#### Problem statement
Your task is to repeat the entries word for word while leaving out the pictures.

#### Stored data entries
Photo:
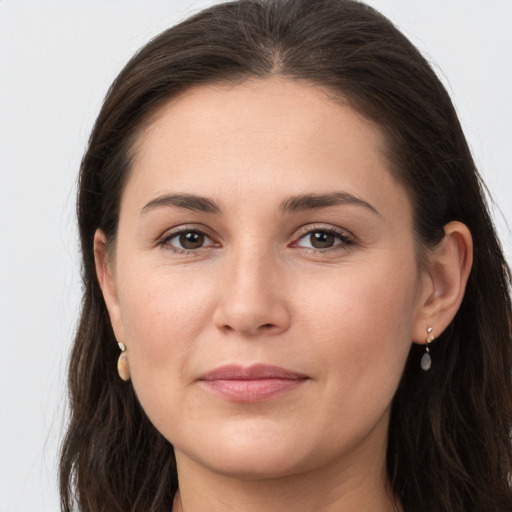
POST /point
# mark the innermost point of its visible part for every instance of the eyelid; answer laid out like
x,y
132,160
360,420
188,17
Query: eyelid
x,y
346,237
163,240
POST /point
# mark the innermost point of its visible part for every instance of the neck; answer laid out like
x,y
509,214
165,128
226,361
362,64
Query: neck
x,y
340,486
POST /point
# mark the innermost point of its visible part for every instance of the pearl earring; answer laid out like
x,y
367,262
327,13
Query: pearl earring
x,y
122,363
426,360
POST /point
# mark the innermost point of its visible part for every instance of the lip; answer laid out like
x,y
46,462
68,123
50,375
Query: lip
x,y
254,383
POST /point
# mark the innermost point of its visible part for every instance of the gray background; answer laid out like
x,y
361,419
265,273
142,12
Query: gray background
x,y
57,59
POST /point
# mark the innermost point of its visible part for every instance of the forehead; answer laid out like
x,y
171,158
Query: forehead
x,y
283,136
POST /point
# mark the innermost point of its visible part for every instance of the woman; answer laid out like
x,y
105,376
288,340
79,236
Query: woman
x,y
287,252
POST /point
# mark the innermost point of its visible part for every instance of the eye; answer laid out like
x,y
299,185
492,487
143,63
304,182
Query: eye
x,y
187,240
325,238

#### Solution to the problem
Photo:
POST /point
# mark the innermost point of its visible part for every instance of the eyelid; answer laid out like
x,y
132,160
360,420
188,17
Query: eyelid
x,y
346,237
163,240
POST /point
# mark the innermost point of its visible part for every instance of the neck; answer laid out like
x,y
509,214
165,128
226,361
362,64
Query: neck
x,y
340,486
POST /point
# mark the innermost point of its visible part for every instance of the pearl earring; answer laid out like
x,y
367,262
327,13
Query: pearl earring
x,y
122,363
426,360
POST /point
# mark the innermost point of its visible part for every instance of the lip; answer laid out like
x,y
46,462
68,123
50,375
Query: lip
x,y
254,383
POST /point
# mark the innermost point of its visible part for every instance of the gray background; answer laid out like
x,y
361,419
265,273
142,12
Query: gray background
x,y
57,59
POST /point
# mark the innermost point of its visible part for every instance of the forehead; answer laid out like
x,y
171,158
Query: forehead
x,y
283,136
POST /point
# mark the innermost point of its visible part for every instance of the woman; answer laid out like
x,y
105,376
288,340
79,236
Query: woman
x,y
287,252
POST /point
# mark the innermost point of its visible part for every instance of the eye; answer laid out like
x,y
299,185
492,487
143,63
304,182
Query: eye
x,y
187,240
325,238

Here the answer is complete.